Give again only what runs from the line with "Task: spot one point per instance of the wooden" to the final line of the entries below, exactly as written and without pictures.

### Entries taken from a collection
________________

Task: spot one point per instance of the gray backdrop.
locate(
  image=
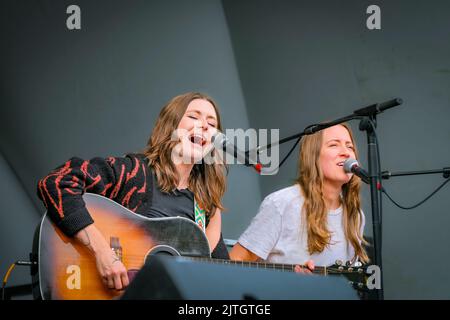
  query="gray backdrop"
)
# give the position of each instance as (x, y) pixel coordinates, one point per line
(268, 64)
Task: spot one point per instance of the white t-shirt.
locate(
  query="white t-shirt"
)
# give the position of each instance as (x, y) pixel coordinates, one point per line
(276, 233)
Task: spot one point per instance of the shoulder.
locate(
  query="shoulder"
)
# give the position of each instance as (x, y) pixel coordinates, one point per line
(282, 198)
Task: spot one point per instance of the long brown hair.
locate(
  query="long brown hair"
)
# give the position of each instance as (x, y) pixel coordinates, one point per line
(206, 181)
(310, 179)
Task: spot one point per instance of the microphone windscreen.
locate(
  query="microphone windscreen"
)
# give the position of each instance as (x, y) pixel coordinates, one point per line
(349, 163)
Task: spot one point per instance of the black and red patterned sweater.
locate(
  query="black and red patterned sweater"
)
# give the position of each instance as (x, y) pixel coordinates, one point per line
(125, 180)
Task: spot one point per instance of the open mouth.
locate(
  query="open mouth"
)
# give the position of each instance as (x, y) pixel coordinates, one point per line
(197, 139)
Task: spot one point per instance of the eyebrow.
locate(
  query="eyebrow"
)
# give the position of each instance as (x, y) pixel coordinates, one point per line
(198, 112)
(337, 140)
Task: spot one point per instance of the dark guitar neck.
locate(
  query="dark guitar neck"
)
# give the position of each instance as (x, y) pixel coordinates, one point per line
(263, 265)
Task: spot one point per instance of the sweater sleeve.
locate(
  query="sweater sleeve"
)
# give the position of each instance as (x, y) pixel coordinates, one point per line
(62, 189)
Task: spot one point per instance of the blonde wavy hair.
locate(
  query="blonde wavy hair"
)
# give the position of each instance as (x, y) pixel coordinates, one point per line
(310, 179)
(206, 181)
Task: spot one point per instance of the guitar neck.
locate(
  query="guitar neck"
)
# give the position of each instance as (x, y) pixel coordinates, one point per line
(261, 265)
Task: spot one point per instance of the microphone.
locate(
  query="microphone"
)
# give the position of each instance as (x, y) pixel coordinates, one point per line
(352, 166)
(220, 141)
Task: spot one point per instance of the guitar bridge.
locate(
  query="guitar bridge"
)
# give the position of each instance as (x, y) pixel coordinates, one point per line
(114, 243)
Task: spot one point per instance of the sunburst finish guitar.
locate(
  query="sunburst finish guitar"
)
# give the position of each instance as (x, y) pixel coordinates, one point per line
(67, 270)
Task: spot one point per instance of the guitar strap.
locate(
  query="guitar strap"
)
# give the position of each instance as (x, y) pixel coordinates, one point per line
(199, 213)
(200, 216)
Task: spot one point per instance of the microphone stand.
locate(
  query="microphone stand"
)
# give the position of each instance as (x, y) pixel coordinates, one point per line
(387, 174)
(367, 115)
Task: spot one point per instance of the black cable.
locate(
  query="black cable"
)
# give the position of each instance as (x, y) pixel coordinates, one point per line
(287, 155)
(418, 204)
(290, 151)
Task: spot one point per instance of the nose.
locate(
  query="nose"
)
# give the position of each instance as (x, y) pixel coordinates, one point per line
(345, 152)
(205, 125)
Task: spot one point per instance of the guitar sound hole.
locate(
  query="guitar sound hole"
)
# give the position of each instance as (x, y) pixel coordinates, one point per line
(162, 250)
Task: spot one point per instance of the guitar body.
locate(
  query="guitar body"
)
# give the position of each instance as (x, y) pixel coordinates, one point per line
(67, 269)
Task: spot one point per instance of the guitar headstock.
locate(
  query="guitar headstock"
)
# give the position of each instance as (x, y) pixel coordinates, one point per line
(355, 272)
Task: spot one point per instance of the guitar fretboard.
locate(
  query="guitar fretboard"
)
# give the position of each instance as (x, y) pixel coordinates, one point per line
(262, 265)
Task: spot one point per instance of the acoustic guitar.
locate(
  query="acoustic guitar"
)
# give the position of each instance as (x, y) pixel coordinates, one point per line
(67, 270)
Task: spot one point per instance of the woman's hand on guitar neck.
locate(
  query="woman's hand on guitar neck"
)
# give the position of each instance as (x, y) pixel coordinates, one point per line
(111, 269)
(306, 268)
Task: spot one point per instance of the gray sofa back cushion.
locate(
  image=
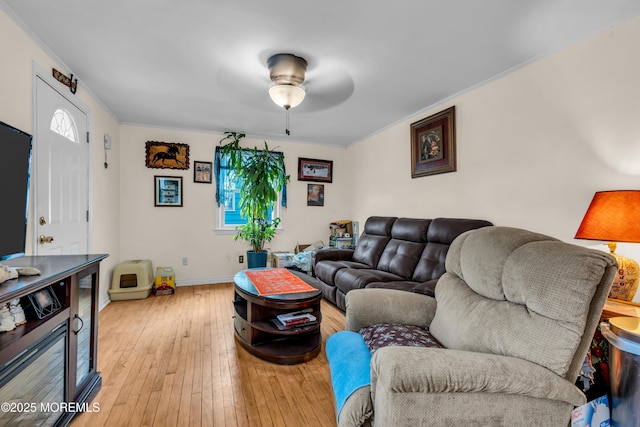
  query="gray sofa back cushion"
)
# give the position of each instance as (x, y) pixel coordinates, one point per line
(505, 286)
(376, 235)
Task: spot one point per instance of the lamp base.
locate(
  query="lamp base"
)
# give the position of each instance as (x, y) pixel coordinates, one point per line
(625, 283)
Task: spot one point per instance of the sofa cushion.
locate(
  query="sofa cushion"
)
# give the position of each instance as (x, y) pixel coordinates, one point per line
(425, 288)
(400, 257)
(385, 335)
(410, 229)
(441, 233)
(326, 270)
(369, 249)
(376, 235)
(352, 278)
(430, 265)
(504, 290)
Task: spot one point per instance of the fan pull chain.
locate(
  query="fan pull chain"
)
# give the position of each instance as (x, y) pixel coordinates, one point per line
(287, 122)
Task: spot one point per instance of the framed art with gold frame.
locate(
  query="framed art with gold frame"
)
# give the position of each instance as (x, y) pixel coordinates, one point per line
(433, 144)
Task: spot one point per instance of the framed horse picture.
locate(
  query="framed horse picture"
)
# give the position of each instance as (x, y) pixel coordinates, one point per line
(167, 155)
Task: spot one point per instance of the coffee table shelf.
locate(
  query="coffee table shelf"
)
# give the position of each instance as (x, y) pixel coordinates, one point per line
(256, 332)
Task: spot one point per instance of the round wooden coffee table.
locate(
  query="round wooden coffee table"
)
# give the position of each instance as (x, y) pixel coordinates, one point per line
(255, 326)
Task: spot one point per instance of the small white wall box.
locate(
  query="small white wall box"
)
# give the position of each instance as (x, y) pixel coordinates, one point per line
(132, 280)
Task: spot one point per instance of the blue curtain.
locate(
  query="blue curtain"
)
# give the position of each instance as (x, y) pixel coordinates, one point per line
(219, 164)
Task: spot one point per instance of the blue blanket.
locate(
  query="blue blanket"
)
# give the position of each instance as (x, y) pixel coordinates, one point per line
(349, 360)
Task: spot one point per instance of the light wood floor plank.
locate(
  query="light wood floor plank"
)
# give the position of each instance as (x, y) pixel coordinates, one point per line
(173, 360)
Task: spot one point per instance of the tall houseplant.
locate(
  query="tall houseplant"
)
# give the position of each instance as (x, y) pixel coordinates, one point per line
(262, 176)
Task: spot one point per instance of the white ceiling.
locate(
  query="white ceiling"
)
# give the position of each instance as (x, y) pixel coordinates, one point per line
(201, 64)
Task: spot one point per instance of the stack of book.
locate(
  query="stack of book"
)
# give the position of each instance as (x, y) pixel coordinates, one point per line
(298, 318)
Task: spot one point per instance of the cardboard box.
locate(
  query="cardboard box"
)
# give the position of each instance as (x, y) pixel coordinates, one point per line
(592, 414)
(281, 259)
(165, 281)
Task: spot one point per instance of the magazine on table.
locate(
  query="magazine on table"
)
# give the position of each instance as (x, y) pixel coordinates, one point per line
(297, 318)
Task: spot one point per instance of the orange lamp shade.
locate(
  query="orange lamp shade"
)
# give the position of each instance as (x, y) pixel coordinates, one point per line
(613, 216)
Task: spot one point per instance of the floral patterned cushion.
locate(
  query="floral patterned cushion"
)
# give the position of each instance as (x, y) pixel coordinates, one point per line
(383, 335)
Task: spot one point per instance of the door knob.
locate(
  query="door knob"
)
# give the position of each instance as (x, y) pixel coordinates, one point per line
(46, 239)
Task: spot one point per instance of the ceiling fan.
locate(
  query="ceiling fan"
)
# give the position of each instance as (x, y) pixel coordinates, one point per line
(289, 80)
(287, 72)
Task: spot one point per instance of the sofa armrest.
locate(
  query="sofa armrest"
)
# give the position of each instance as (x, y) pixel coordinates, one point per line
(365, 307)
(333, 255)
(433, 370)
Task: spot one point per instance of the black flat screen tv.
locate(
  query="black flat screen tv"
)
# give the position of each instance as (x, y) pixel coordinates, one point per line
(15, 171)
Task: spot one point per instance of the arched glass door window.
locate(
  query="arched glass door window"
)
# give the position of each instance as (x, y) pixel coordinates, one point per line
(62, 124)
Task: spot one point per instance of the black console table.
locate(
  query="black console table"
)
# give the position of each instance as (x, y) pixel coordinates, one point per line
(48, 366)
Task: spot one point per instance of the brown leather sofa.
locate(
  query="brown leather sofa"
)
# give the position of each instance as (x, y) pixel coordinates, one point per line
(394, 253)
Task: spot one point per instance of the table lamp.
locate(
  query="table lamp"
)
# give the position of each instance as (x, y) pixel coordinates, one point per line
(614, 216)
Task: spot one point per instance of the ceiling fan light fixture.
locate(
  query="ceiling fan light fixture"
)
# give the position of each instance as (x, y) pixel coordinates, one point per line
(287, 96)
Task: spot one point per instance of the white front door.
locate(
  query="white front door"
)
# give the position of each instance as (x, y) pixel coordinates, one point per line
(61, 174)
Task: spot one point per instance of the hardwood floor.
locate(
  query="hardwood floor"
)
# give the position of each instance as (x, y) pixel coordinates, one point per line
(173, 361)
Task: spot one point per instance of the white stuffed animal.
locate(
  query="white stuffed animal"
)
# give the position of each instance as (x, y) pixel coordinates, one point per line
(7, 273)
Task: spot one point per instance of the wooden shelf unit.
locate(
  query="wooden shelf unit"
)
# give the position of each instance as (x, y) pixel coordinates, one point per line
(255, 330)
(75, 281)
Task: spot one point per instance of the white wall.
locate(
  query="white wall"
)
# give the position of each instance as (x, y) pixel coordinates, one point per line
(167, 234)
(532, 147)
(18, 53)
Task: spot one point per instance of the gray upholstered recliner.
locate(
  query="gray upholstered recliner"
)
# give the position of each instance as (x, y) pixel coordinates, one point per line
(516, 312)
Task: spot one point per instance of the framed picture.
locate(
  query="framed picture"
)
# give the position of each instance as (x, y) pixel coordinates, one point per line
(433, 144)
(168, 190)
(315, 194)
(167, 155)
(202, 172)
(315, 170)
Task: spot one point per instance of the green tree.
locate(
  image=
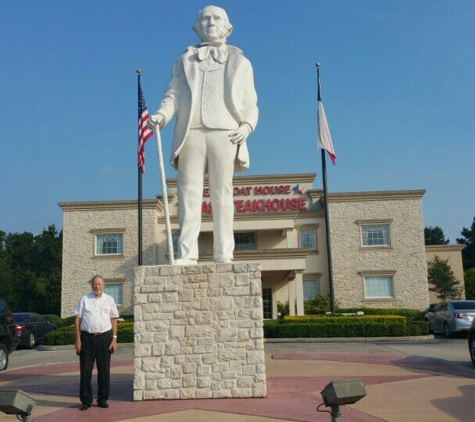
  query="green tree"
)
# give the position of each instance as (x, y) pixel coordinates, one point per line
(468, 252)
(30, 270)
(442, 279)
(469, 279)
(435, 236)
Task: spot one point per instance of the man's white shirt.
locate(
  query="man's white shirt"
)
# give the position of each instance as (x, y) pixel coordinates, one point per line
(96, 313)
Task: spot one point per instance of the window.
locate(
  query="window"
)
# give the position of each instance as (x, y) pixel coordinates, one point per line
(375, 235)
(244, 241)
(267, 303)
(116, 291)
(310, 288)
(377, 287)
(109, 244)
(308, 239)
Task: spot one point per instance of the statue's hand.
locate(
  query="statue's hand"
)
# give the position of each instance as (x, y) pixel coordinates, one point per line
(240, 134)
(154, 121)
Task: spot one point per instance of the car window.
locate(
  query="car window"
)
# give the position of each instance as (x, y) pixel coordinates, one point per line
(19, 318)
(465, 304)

________________

### Finished answer
Task: spot one point per instance of the wooden shelf unit.
locate(
  query="wooden shelf unit"
)
# give the position of each instance as (x, y) pixel coordinates, one point per line
(255, 330)
(75, 281)
Task: spot one point per instance of the white wall.
locate(
  query="white wall"
)
# give the position of each instance as (x, y) pixel coordinates, one point per line
(167, 234)
(532, 147)
(18, 53)
Task: spot one point per instance of the gray upholstered recliner.
locate(
  query="gray upholstered recliner"
)
# give the position of each instance as (x, y) pixel coordinates, one point per line
(516, 312)
Task: spot one point per instance of the framed picture.
locate(
  query="framed picture"
)
# give the position of each instance as (x, y) pixel coordinates, one point per line
(433, 144)
(168, 190)
(315, 194)
(167, 155)
(202, 172)
(315, 170)
Task: spot one point per instance of the green tree.
locate(
  image=
  query="green tree"
)
# give the position of each instance as (x, y) pixel coordinates, one point per line
(468, 252)
(30, 270)
(442, 279)
(469, 279)
(435, 236)
Task: spot one point per instance of the man's white shirt.
locate(
  query="man's white shirt"
)
# give the position of each instance as (x, y) pixel coordinates, one point per line
(96, 313)
Task: spot one point per instance of the window.
locate(
  query="window"
)
# give the position of each instance as (x, y) pixel coordinates, one point per line
(375, 235)
(244, 241)
(267, 303)
(116, 291)
(310, 288)
(377, 287)
(109, 244)
(308, 239)
Task: spot one point per instance of the statue's hand.
locate(
  query="statue's hand"
)
# give the position of each instance as (x, y) pixel coordinates, one point per line
(240, 134)
(154, 121)
Task: spot one point per instance of the car window.
locate(
  query="car window"
)
# give the position of each instance as (x, y) pixel coordinates, one point per line
(19, 318)
(465, 304)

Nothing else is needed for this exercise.